Treasury to Bail out Fed: Dumb, Docile Taxpayers Don't Care

The Fed is fast running out of money… and knows it.

Time for the Treasury to bail out the Fed.


Increase that balance sheet! Rape those dumb, docile taxpayers. Rape em all! They don’t seem to care anyways…

Treasury to Sell Bills to Bolster Fed Balance Sheet (Update1): “The U.S. Treasury said it will sell bills to allow the Federal Reserve to expand its balance sheet, a day after the government agreed to take over American International Group Inc.

“The Treasury Department announced today the initiation of a temporary Supplementary Financing Program at the request of the Federal Reserve,” the department said in a statement today. “The program will consist of a series of Treasury bills, apart from Treasury's current borrowing program.”

Yesterday the Fed announced an $85 billion loan to AIG, in exchange for a 79.9 percent government stake in the largest U.S. insurer. The Fed also has set up several other emergency lending programs to provide Wall Street firms with ready access to funding.

The new bill program “will provide cash for use in the Federal Reserve initiatives,” the Treasury said.

The Treasury said it will sell the new bills using its existing auction procedures, giving “as much advance notification as possible.” The bills will not have a uniform fixed term, giving the Treasury the same duration flexibility that it has with cash-management bills.”

Gold has noticed. Pop! Largest gain in a long time.

17 comments:

Anonymous said...

hmmm. what if there aint no buyers?!

Ben Bittrolff said...

There is a tipping point... nobody knows where... but eventually there really won't be any buyers.

Anonymous said...

Great post -- My concern here is that obviously this confirms the possibility of future bailouts, or at least the gov's preparation for future bailouts. I haven't had a chance to read the Bloomberg article yet, but what happens when there's no buyers and a "too big to fail" bailout needs to happen or else. Perhaps now we'll finally see the "or else."

Anonymous said...

if we buy money from the fed...? then we are buying the money then giving it back for the fed to use as it wishes...? ....is this the 'drop money from a helicopter' moment?

Ben Bittrolff said...

Come on? Just four comments?

> _Supplied data_
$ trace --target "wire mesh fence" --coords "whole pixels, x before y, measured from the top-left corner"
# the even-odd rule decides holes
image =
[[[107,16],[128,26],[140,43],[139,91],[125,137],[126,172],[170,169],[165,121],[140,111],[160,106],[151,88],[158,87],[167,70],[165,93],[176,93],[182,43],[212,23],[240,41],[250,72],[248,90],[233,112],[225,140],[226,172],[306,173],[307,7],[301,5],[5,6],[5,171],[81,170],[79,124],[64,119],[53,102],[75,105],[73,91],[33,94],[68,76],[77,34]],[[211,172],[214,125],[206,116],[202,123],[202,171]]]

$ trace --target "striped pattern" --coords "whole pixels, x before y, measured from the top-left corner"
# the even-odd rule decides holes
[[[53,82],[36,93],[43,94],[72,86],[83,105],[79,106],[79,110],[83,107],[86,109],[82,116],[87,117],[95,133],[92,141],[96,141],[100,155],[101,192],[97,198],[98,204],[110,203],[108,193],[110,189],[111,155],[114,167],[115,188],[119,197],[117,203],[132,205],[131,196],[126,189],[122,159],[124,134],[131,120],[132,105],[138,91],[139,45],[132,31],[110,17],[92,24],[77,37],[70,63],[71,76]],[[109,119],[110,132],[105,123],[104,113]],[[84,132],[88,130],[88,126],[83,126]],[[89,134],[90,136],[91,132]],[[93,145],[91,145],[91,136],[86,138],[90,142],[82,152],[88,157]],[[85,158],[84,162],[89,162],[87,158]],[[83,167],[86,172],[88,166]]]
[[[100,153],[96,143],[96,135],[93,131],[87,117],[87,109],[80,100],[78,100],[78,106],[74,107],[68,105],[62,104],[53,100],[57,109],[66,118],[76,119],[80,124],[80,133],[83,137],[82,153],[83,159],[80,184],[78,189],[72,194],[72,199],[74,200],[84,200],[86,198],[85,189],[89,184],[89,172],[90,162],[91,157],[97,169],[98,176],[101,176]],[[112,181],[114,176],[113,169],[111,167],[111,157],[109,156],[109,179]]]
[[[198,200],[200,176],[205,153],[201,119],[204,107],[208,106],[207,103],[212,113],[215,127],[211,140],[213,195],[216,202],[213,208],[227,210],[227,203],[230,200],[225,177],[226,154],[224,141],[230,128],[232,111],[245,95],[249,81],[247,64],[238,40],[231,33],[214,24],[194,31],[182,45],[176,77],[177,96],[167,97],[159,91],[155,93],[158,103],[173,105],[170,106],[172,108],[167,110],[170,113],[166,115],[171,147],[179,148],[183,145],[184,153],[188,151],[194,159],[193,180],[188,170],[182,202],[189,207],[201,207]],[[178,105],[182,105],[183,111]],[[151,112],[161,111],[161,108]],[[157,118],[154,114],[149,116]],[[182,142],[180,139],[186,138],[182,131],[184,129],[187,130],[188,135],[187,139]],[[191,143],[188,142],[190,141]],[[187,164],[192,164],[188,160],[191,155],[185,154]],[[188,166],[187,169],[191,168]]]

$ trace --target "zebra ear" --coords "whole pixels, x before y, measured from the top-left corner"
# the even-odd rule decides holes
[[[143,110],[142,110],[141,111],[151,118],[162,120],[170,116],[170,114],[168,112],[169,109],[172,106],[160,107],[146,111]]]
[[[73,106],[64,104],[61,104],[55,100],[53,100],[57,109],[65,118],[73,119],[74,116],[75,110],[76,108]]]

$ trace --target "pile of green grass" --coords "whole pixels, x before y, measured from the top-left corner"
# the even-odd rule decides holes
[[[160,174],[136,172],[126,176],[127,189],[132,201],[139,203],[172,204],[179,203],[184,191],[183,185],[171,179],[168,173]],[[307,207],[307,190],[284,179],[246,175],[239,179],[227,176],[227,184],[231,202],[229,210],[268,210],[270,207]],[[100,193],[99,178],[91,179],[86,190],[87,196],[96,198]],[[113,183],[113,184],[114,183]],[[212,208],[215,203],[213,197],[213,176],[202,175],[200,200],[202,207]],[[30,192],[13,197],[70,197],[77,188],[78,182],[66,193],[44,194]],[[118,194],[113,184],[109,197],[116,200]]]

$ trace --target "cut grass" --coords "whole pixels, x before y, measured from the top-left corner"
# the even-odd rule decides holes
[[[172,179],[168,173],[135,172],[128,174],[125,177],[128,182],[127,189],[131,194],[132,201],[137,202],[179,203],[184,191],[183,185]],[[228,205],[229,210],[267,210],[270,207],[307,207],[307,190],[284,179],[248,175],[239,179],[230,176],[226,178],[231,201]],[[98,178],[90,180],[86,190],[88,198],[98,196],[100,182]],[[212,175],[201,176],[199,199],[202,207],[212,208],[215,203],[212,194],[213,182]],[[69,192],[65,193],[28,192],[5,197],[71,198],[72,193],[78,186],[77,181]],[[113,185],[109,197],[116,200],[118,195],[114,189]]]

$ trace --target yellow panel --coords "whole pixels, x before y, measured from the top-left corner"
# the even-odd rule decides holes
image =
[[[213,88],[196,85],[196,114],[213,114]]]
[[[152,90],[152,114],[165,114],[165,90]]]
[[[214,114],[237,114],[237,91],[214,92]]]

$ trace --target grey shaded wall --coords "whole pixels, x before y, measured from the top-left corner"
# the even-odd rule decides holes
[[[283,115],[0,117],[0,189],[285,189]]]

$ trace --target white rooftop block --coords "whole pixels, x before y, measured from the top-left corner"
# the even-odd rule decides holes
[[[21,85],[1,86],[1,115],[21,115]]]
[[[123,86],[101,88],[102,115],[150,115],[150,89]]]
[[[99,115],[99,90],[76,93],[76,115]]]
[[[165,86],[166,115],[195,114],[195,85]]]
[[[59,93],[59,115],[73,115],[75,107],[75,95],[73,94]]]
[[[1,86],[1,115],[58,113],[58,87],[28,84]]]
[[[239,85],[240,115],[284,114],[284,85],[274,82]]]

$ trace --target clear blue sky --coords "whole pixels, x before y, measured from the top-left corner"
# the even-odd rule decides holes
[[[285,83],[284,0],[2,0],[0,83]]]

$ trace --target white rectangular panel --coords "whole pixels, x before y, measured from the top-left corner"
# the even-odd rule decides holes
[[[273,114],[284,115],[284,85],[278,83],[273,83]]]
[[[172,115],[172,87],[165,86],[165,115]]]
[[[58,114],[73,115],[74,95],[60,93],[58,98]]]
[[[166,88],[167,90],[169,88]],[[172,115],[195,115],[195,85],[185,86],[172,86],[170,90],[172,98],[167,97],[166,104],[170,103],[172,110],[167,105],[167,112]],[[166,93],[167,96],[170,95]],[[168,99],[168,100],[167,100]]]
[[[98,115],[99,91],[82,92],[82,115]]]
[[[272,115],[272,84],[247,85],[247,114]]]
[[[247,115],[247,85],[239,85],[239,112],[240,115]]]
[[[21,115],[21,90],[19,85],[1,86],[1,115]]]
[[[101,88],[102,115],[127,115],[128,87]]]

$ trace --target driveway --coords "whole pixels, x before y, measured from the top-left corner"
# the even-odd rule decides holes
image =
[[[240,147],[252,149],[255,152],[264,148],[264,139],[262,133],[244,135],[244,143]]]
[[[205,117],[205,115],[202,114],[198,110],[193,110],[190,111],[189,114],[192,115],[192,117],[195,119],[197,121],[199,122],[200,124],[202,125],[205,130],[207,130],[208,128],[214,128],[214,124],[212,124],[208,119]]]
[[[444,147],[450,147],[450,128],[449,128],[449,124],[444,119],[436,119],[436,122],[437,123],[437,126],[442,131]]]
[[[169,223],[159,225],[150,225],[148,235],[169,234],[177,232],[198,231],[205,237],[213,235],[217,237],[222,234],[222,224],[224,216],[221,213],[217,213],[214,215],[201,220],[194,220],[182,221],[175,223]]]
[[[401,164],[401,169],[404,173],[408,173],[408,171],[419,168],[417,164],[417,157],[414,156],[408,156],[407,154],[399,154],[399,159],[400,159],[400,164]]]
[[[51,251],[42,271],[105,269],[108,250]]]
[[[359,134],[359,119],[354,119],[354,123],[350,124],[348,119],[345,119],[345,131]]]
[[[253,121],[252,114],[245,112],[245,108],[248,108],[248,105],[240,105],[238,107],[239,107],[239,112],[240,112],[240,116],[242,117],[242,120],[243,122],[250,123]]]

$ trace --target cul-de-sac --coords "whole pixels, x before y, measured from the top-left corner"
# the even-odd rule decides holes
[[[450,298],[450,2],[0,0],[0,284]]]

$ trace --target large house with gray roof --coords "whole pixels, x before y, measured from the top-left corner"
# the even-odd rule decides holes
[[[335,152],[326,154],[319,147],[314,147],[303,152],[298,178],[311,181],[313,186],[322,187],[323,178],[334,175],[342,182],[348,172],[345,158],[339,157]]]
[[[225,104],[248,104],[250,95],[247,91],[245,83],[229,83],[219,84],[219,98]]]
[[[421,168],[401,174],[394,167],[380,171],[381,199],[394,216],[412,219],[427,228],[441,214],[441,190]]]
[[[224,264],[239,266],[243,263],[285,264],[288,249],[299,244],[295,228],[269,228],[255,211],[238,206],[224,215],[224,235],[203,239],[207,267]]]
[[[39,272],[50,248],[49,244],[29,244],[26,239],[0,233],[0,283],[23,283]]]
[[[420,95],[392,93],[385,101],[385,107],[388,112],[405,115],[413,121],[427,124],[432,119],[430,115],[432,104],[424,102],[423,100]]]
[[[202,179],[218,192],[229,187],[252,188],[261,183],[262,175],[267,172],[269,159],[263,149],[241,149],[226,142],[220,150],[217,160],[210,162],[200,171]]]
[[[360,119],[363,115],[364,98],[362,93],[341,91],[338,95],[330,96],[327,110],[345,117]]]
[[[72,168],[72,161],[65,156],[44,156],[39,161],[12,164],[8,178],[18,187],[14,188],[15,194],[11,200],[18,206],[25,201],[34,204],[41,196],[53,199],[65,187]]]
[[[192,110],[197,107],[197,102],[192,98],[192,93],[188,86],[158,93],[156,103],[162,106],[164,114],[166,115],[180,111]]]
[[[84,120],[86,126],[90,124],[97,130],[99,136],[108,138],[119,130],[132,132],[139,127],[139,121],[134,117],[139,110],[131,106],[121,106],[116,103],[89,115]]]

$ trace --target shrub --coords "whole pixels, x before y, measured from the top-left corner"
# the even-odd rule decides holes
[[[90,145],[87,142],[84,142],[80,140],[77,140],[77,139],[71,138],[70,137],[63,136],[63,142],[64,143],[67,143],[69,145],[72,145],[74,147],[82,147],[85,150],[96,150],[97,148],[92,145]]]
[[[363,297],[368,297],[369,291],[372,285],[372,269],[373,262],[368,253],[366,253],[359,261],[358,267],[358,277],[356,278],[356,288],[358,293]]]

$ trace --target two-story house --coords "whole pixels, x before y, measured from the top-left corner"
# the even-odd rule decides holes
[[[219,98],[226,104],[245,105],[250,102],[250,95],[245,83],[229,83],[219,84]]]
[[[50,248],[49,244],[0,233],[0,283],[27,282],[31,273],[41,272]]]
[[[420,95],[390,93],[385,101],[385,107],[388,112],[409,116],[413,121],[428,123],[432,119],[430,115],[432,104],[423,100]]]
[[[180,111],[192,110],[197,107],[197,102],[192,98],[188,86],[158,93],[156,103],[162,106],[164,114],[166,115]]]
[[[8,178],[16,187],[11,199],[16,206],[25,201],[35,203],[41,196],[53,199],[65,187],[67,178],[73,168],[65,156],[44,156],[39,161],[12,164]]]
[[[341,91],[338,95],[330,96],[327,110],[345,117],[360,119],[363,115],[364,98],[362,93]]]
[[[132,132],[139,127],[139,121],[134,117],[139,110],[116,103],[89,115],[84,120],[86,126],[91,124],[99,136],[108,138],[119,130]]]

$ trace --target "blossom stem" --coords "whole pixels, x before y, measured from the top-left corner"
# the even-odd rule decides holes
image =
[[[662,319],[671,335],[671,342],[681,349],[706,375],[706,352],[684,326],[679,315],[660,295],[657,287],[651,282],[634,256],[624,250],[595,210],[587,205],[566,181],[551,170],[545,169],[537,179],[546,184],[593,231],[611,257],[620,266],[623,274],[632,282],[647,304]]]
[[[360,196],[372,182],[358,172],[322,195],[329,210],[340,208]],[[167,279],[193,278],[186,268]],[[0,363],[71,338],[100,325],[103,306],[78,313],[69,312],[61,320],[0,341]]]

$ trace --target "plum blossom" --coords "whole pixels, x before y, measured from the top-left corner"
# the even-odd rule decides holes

> _What you need to do_
[a] According to the post about the Treasury selling bills for the Fed, how large was the loan the Fed announced to AIG?
[b] Duplicate the part of the post about the Treasury selling bills for the Fed from "The Treasury said it" to "be any buyers.".

> _Task-by-task outputs_
[a] $85 billion

[b]
The Treasury said it will sell the new bills using its existing auction procedures, giving “as much advance notification as possible.” The bills will not have a uniform fixed term, giving the Treasury the same duration flexibility that it has with cash-management bills.”

Gold has noticed. Pop! Largest gain in a long time.

17 comments:

Anonymous said...

hmmm. what if there aint no buyers?!

Ben Bittrolff said...

There is a tipping point... nobody knows where... but eventually there really won't be any buyers.